*TAREFAS A CUMPRIR:*
**1.** Indique se cada afirmação a seguir está de acordo com o trecho sobre o afastamento de Appio, respondendo sim ou não e citando literalmente as palavras do trecho que decidem a questão: (a) A Polícia Federal confirmou, em perícia, forte possibilidade de a voz ser do magistrado. (b) O tribunal deu 30 dias para Appio apresentar defesa prévia. (c) Appio assumiu o comando do berço da Operação Lava-Jato em março.
**2.** Segundo o trecho sobre o afastamento de Appio, que aparelhos eletrônicos os desembargadores mandaram o magistrado devolver?

*TRECHO DA PÁGINA:*
====================

A decisão ainda aponta que, na ligação gravada, o homem questiona se João Eduardo "não tem aprontado nada". No documento, também consta que "pôde-se perceber existir muita semelhança entre a voz do interlocutor da ligação telefônica suspeita e a do juiz federal Eduardo Fernando Appio". O fato foi comunicado à Polícia Federal (PF), que confirmou, em perícia, forte possibilidade de a voz ser do magistrado.
O nome usado para se identificar na ligação foi indicado como inexistente no quadro de funcionários da Justiça Federal. Se confirmada a situação, Appio pode ter cometido infrações como usar dados restritos para "intimar, constranger ou ameaçar desembargador federal", além de passar-se por outra pessoa e utilizar telefone sem identificador de chamada.
Desde quando Appio estava à frente da Lava-Jato?
Eduardo Appio assumiu o comando do berço da Operação Lava-Jato em fevereiro. Horas antes da decisão de afastamento, ele havia dado uma entrevista à GloboNews afirmando que usava um código alusivo ao presidente Luiz Inácio Lula da Silva no sistema da Justiça até este ano. A ação seria uma forma de protesto contra uma prisão que ele considerava ilegal.
Apesar de ser crítico de Moro e confirmar que considera Lula uma figura histórica importante para o país, Appio negou que as opiniões pudessem afetar as suas decisões. O magistrado agora afastado ocupava a cadeira que foi do então juiz Sergio Moro.
Quais os próximos passos da investigação sobre Appio?
A investigação do TRF4 sobre Appio não tem data para terminar. Ao determinar o afastamento cautelar do magistrado, o tribunal deu 15 dias para que ele apresente defesa prévia sobre as suspeitas que recaem sobre ele. Até o momento, Appio não se manifestou sobre a decisão da Corte Especial Administrativa.
Os desembargadores ainda determinaram que o magistrado devolva aparelhos eletrônicos por ele usados — desktop, notebook e celular funcionais. Os equipamentos ficarão acautelados com a Corte.
O TRF4 ressaltou a necessidade de adotar os "devidos protocolos de cadeia de custódia de eventuais indícios e provas". Assim, há uma expectativa de que os aparelhos sejam analisados no bojo da apuração.
Quem é Marcelo Malucelli?
O desembargador Marcelo Malucelli, do TRF4, foi relator da Lava-Jato na Corte regional, mas se declarou suspeito para analisar os processos da operação após desentendimento com Appio.

====================

Registros de um conjunto de marcação de pontos
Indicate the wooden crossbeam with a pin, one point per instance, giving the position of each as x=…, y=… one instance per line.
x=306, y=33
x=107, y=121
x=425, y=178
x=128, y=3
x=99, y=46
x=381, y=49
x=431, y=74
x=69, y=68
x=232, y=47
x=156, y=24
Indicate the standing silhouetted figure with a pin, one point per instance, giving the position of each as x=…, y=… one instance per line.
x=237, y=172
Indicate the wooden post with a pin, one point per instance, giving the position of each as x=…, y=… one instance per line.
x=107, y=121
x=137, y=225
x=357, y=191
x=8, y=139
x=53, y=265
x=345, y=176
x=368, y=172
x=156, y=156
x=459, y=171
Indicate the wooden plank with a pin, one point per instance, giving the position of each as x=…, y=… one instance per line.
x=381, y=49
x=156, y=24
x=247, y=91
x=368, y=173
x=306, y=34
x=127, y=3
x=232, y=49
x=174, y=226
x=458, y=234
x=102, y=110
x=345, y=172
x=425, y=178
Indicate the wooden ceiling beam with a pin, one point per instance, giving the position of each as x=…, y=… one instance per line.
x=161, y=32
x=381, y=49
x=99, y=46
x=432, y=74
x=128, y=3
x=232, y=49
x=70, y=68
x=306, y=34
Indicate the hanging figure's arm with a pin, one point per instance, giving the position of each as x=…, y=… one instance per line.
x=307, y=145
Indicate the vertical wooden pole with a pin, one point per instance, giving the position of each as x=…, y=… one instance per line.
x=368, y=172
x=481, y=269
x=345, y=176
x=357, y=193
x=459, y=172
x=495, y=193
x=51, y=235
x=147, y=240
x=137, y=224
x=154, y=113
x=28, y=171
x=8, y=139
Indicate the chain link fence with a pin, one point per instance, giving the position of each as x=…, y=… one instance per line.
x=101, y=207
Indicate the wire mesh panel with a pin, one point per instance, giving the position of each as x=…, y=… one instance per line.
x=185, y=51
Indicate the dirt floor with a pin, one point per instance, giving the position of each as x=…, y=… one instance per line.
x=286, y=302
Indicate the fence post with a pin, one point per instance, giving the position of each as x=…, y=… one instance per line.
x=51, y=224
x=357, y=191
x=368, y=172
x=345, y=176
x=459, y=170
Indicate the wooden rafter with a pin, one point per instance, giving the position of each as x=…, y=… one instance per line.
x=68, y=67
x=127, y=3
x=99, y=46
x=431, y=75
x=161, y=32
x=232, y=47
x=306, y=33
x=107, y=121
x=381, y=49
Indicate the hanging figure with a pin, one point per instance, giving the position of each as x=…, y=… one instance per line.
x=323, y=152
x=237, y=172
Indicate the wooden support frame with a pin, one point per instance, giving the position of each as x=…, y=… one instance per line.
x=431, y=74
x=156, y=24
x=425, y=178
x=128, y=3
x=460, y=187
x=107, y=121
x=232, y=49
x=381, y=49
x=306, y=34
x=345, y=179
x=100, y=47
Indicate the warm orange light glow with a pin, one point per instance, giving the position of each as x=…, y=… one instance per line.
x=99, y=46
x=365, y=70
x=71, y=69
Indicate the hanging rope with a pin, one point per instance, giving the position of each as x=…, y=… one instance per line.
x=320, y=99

====================

*OS RESULTADOS:*
**1.**
(a) Sim: "que confirmou, em perícia, forte possibilidade de a voz ser do magistrado".
(b) Não: "o tribunal deu 15 dias para que ele apresente defesa prévia".
(c) Não: "assumiu o comando do berço da Operação Lava-Jato em fevereiro".

**2.** Desktop, notebook e celular funcionais.